• What to produce: Reproduce every item below line for line without changing anything, but leave the pictures out.

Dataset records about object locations
"""

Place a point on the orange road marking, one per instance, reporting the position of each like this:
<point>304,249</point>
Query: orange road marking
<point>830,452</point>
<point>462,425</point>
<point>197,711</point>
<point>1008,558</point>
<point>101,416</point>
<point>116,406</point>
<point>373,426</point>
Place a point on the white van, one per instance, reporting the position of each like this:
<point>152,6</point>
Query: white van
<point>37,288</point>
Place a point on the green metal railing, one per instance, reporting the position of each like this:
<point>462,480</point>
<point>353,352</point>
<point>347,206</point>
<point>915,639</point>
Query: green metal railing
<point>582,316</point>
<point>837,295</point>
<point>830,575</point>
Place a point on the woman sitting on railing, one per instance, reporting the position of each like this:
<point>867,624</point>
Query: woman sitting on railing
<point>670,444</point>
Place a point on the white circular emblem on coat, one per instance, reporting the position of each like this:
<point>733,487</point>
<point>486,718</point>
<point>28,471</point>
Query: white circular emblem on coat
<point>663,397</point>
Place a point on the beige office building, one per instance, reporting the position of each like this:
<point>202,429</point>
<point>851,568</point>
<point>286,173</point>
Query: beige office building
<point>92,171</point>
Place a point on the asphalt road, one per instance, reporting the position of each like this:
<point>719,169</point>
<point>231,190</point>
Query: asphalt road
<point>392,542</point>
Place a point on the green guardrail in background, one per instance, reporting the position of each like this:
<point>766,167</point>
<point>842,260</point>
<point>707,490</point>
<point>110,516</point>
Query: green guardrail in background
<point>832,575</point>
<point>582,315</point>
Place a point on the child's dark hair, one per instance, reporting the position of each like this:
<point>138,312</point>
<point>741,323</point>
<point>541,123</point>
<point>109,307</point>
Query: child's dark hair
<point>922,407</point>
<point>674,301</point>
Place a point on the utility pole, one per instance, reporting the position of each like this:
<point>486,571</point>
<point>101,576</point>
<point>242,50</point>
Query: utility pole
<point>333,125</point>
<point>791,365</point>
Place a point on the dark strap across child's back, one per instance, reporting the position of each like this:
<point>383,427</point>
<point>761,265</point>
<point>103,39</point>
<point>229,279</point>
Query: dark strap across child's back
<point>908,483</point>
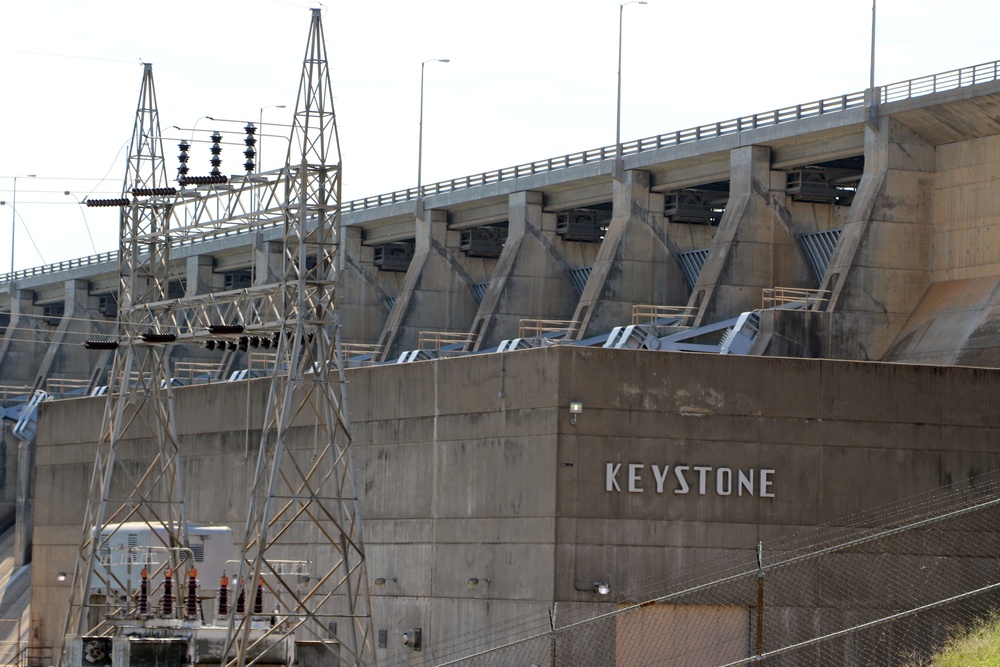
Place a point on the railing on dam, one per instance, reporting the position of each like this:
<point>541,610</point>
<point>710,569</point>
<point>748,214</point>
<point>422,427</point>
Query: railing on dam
<point>895,92</point>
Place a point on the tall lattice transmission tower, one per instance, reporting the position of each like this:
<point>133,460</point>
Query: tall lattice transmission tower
<point>303,509</point>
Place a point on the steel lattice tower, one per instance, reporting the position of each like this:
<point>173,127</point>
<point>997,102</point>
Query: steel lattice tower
<point>304,488</point>
<point>140,398</point>
<point>303,508</point>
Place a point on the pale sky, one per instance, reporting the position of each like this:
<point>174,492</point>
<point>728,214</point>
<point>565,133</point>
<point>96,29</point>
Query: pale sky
<point>528,80</point>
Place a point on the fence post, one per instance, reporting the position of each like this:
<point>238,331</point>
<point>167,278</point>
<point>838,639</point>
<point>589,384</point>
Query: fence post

"""

• Response below:
Place a point on the orange road marking, one per instance, reporting the position of each like this:
<point>304,249</point>
Query: orange road marking
<point>830,452</point>
<point>462,425</point>
<point>197,711</point>
<point>1008,558</point>
<point>101,416</point>
<point>116,406</point>
<point>373,426</point>
Place a point on the white van, one per instance, reporting the position of each like this:
<point>152,6</point>
Query: white van
<point>37,288</point>
Place a point on the green metal railing, one per instance, reporting the position of each like this:
<point>462,480</point>
<point>353,352</point>
<point>347,206</point>
<point>915,639</point>
Query: green metal railing
<point>582,316</point>
<point>837,295</point>
<point>830,575</point>
Place a point on the woman sitting on railing, one per instance, reporting the position of each like this:
<point>867,624</point>
Query: woman sitting on railing
<point>670,444</point>
Place a point on the white circular emblem on coat, one per instance, reporting the position of each like this:
<point>733,487</point>
<point>486,718</point>
<point>28,471</point>
Query: white circular emblem on coat
<point>663,397</point>
Place a point on the beige office building, one per instance, reporting the position of each like this:
<point>202,429</point>
<point>851,568</point>
<point>286,173</point>
Query: beige office building
<point>92,171</point>
Place a point on the asphalt road, one per instance, reporting the position of each like this:
<point>719,169</point>
<point>231,190</point>
Query: asphalt road
<point>392,542</point>
Place a point on the green guardrail in background, one per instance, reporting the position of each like this:
<point>766,167</point>
<point>842,260</point>
<point>707,490</point>
<point>110,516</point>
Query: green guardrail in background
<point>832,575</point>
<point>582,315</point>
Place a point on the child's dark hair, one per instance, reporting the position of each like this:
<point>138,312</point>
<point>741,323</point>
<point>541,123</point>
<point>109,307</point>
Query: child's dark hair
<point>922,407</point>
<point>674,301</point>
Place a point on the utility pole, one per instance, reporting the position of each like this:
<point>486,571</point>
<point>101,576</point>
<point>242,50</point>
Query: utility pole
<point>333,125</point>
<point>791,365</point>
Place a point on the dark strap across child's back, one per instance, reporting the position of each like this:
<point>383,427</point>
<point>761,265</point>
<point>103,39</point>
<point>229,279</point>
Query: dark strap across child's back
<point>908,483</point>
Place a point on the railing on dam, one per instance, reporting the position of each like this:
<point>541,610</point>
<point>710,569</point>
<point>748,214</point>
<point>422,427</point>
Query: railing on dam
<point>895,92</point>
Place a point on the tall lattice transmission tower, one per instance, reporting the position of each like this:
<point>133,460</point>
Query: tall lattice transmission tower
<point>303,509</point>
Place a point on the steel lattice tower, one per instance, reporting the position of each like this:
<point>173,127</point>
<point>997,102</point>
Query: steel lattice tower
<point>304,488</point>
<point>140,398</point>
<point>303,508</point>
Place a point on the pale sky, one per instance, reporting the position of each like this:
<point>174,492</point>
<point>728,214</point>
<point>565,133</point>
<point>96,29</point>
Query: pale sky
<point>528,80</point>
Place a point on the fence post, one per instance, reporting the position of each like this:
<point>238,331</point>
<point>167,278</point>
<point>838,639</point>
<point>589,384</point>
Query: fence post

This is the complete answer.